**Task instructions:** Identify each line in the items below that contains the string "dark", and copy every such line.

══ Records supplied

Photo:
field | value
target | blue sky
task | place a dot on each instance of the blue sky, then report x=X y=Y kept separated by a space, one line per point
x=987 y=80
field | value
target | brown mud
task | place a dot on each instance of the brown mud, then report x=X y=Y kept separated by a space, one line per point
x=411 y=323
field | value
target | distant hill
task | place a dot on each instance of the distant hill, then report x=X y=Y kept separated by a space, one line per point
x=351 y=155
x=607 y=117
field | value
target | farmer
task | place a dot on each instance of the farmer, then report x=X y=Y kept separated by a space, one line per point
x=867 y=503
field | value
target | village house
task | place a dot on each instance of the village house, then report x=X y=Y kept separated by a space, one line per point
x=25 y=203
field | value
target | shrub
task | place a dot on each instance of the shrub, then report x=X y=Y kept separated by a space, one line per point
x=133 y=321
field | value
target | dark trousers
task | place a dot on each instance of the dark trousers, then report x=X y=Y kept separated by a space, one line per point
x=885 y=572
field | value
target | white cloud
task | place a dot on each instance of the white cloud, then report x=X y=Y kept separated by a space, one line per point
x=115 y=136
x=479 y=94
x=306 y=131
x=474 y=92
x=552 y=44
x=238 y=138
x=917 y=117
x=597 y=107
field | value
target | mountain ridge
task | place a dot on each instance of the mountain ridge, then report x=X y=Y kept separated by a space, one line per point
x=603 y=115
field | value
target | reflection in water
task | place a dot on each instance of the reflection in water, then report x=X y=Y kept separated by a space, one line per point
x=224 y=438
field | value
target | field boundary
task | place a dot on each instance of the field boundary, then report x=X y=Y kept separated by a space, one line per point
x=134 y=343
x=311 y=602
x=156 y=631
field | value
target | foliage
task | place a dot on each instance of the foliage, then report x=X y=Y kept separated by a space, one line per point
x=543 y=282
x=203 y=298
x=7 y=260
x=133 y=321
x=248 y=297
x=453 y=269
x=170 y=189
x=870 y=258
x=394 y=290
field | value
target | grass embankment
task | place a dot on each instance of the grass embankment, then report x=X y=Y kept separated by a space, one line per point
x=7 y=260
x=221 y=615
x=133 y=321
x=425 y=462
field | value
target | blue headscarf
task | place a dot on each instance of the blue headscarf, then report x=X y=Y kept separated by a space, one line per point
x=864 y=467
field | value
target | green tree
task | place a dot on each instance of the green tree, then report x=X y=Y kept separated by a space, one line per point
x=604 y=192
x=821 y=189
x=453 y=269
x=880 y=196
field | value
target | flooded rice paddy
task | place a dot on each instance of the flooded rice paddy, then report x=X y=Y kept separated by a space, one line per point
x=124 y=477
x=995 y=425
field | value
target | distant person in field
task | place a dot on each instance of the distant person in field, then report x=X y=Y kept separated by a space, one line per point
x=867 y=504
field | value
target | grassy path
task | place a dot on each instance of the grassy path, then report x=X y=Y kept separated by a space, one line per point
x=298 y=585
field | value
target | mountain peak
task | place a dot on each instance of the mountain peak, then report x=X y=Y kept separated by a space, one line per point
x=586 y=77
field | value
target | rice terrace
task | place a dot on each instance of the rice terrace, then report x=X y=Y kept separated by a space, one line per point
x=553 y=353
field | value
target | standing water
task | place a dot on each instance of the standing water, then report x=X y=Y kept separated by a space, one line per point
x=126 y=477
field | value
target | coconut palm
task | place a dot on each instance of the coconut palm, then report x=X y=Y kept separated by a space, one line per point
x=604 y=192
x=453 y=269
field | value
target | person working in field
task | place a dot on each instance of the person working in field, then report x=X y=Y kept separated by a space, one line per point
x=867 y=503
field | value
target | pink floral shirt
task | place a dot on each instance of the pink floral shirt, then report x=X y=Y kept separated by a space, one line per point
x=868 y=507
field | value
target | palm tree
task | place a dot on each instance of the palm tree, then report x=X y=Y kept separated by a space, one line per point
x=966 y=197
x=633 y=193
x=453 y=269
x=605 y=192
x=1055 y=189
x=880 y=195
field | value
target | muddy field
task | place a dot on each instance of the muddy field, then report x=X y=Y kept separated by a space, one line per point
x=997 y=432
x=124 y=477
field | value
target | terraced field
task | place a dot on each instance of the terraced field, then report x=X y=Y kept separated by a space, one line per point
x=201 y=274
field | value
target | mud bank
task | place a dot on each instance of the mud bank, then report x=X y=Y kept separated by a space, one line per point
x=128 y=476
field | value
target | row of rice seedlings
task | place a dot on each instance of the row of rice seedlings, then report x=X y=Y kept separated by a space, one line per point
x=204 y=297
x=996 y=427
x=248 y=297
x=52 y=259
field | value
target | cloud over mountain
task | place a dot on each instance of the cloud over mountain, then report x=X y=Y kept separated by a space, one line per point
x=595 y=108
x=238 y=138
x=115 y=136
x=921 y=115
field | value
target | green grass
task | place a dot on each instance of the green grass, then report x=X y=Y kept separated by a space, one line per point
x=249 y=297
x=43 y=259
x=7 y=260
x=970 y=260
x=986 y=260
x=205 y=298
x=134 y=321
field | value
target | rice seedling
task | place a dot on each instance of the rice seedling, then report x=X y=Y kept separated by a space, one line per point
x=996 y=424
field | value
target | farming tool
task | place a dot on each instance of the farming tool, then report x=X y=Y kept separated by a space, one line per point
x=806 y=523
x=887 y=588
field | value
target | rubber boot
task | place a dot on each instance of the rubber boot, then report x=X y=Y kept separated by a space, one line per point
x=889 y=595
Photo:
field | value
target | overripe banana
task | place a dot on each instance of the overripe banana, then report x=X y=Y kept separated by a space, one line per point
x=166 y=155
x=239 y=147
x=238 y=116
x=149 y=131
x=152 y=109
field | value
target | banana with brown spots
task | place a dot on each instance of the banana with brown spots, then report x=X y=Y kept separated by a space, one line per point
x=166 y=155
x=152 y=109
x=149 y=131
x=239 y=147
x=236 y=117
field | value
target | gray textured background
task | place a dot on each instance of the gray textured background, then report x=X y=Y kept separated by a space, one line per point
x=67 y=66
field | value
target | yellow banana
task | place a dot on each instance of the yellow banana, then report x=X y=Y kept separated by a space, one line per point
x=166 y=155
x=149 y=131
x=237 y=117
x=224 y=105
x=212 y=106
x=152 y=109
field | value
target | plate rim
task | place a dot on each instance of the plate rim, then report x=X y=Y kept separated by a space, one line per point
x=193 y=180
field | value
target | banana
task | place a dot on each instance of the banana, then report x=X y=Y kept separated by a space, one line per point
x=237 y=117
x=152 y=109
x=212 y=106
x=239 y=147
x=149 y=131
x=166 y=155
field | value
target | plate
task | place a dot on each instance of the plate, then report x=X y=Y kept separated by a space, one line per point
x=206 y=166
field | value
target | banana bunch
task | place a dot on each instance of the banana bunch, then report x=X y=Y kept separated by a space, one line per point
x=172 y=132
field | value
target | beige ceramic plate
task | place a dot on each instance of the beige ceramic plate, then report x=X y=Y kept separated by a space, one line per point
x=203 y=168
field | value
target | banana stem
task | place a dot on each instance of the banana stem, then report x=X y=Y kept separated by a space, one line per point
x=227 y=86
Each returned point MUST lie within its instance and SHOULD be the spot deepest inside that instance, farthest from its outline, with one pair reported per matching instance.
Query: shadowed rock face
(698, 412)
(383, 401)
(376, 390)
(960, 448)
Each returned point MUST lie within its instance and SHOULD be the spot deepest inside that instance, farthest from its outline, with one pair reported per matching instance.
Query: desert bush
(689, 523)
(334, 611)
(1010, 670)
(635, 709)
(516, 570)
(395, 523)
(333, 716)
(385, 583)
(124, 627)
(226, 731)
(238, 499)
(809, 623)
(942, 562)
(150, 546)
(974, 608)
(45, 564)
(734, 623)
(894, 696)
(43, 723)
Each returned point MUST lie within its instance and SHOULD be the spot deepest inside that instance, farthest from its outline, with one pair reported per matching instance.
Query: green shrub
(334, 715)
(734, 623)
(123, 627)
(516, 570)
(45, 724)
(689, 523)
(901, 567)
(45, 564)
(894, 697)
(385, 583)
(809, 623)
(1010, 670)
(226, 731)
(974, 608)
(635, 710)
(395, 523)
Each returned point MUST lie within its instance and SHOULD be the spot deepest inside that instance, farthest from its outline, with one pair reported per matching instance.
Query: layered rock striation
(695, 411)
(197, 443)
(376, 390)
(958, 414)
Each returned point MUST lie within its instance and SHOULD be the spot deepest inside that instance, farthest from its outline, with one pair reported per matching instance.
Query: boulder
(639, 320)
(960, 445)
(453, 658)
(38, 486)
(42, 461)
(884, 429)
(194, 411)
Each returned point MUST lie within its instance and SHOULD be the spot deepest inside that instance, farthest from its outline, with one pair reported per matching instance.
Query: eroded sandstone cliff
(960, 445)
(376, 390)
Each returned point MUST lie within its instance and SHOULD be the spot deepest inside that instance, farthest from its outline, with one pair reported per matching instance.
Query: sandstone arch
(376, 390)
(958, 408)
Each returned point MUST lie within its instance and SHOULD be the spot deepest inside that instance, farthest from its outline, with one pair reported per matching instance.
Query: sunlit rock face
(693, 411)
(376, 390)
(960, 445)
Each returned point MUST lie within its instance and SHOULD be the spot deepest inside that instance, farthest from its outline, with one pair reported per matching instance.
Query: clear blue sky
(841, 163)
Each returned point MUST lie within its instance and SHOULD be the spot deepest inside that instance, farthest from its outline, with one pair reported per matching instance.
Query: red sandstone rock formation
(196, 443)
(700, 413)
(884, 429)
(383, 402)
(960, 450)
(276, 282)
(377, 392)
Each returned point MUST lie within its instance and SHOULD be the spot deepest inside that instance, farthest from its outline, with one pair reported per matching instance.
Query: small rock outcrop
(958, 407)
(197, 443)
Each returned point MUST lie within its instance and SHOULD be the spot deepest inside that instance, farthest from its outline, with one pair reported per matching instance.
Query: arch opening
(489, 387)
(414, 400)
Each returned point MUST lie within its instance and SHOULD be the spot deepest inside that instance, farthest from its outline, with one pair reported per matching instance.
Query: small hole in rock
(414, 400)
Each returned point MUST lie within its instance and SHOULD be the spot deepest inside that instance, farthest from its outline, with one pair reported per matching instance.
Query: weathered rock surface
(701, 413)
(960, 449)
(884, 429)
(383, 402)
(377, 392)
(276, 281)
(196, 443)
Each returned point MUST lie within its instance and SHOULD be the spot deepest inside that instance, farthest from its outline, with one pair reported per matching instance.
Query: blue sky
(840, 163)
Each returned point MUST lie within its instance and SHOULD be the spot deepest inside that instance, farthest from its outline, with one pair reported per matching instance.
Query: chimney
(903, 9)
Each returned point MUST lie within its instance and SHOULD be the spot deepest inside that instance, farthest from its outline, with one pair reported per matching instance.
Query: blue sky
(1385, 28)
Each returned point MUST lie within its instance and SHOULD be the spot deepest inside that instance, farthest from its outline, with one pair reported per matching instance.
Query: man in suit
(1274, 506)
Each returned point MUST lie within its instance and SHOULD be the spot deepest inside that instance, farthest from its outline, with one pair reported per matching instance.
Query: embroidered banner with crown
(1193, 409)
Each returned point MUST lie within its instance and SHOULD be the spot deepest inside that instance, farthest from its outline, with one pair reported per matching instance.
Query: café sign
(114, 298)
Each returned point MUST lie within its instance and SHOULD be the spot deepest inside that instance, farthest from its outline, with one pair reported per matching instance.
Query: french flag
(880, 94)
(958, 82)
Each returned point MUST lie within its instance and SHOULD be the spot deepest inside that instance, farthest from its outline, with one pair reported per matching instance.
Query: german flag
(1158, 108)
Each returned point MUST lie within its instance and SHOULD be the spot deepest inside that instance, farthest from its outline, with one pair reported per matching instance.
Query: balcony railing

════

**The response:**
target | dark trousers
task | place a dot on each instance of the dark trousers, then report x=X y=Y kept separated by a space, one line per point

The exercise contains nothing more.